*Data supplied*.
-=-=-

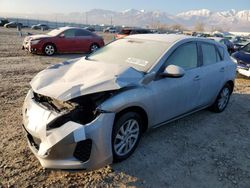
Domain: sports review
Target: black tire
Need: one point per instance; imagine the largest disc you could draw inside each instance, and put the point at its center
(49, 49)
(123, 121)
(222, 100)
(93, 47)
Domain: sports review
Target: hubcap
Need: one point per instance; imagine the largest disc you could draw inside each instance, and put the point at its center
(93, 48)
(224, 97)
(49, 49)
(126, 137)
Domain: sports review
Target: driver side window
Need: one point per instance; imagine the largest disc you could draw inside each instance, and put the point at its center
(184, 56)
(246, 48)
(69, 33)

-=-=-

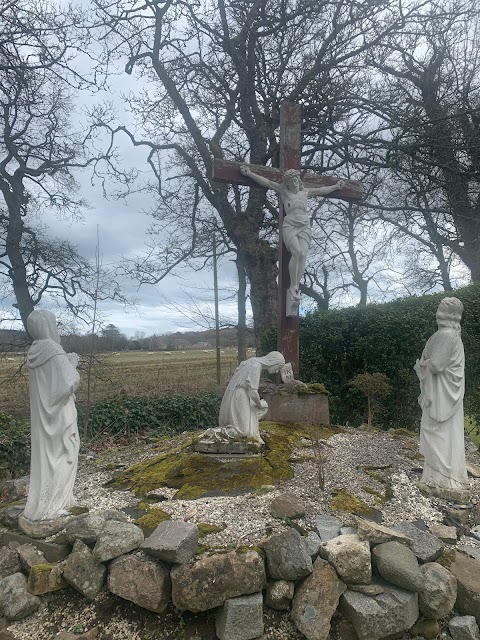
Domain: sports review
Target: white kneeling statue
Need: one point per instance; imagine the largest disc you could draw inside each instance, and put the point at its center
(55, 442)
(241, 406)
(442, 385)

-=-=-

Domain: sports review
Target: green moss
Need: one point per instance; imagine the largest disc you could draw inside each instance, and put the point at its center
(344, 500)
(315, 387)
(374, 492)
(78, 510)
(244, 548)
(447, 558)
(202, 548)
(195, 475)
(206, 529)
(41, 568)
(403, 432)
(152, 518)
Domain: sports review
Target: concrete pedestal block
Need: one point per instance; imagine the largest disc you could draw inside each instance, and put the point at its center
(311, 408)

-=-=-

*What you should do*. Count the lines in the items above that contain the string "Target", matching case exactly, and reply with only the number.

*Output for this exercise*. 6